Instructions to follow: Can you reproduce the records below word for word, omitting the picture?

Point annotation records
□ □ □ □ □ □ □
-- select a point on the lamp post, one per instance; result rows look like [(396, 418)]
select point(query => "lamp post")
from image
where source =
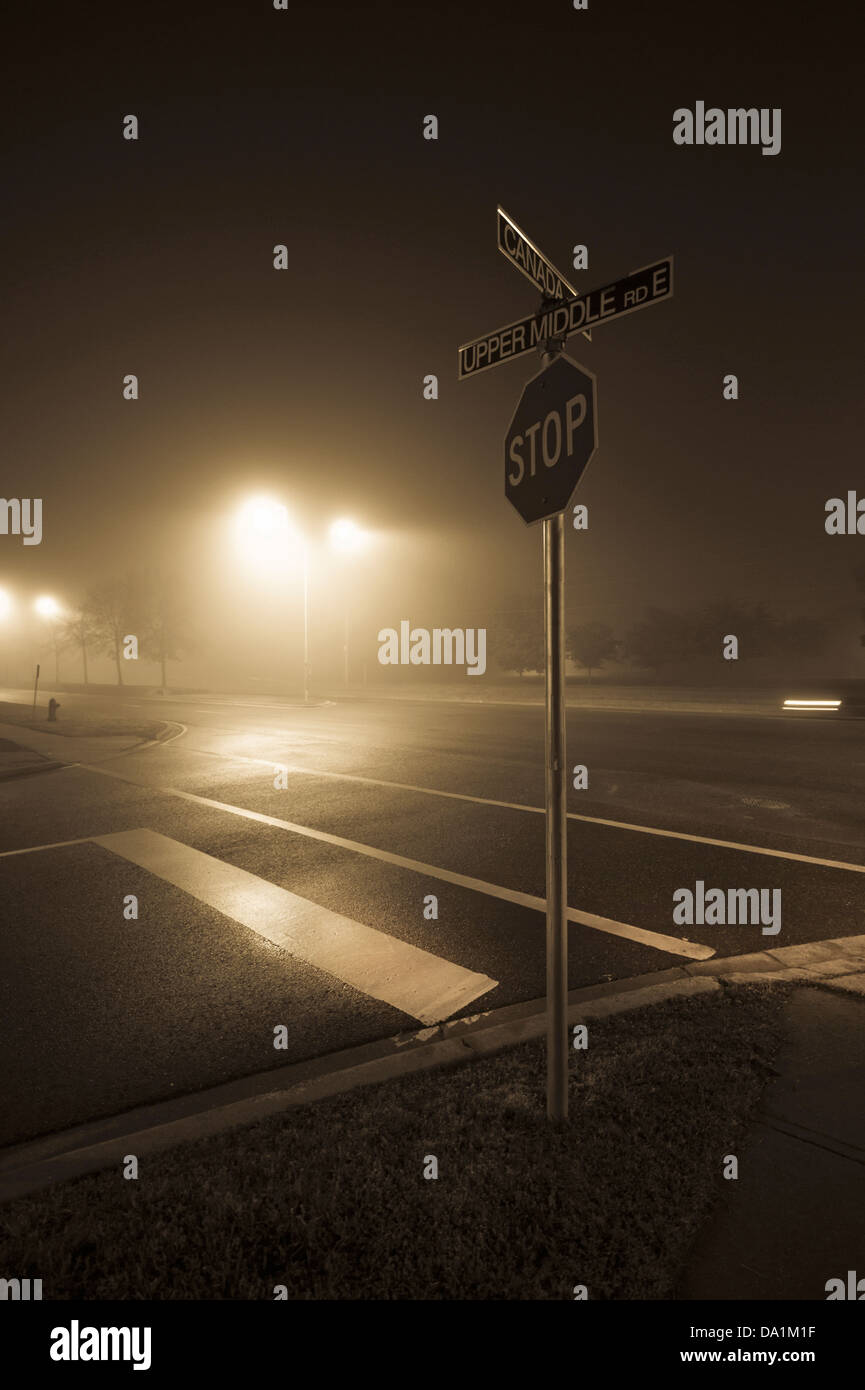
[(348, 538), (49, 609)]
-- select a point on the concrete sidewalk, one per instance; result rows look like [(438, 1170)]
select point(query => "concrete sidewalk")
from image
[(18, 761), (57, 748), (796, 1215)]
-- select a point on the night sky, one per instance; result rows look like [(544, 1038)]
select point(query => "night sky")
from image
[(303, 127)]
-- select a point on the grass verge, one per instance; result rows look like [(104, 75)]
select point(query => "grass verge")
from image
[(79, 724), (330, 1200)]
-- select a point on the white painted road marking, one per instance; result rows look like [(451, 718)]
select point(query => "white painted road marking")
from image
[(538, 811), (675, 945), (415, 982)]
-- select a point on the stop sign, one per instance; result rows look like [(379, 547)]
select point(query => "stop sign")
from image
[(552, 435)]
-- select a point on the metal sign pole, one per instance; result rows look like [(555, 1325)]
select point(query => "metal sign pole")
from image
[(556, 820)]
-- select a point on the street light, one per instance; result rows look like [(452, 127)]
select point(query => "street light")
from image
□ □ □ □ □ □ □
Written response:
-- select a point on the lamp post, one per instance; result rows look like [(396, 418)]
select point(query => "lamp post")
from image
where source =
[(348, 538), (49, 609)]
-- select a point on the concrete sidewalk, one per instance; result rows look like [(438, 1170)]
select point(query => "concrete sidewalk")
from image
[(18, 761), (57, 748), (796, 1215)]
-- select a point on the night sky, one per instance; result rows look like [(544, 1038)]
select point(query => "night sky")
from image
[(303, 127)]
-- select a point on the grass verge, one per instance; result rows look like [(104, 75)]
select point(query => "grass verge")
from image
[(79, 724), (330, 1200)]
-- select a point on the white painted road marking, one per instance; result rows look like [(451, 718)]
select point(query => "white painted road marking")
from image
[(538, 811), (675, 945), (415, 982)]
-- select a point on the stop sign, one per instance; result rows look like [(379, 547)]
select point(query => "stop sign")
from image
[(552, 435)]
-- select a point on the metal sign pole, one per instance; result rows look like [(555, 1325)]
select point(query => "metal sign pole")
from image
[(556, 820)]
-- select a point on the street light, one per instance; result rows look like [(452, 127)]
select point(query => "street light")
from image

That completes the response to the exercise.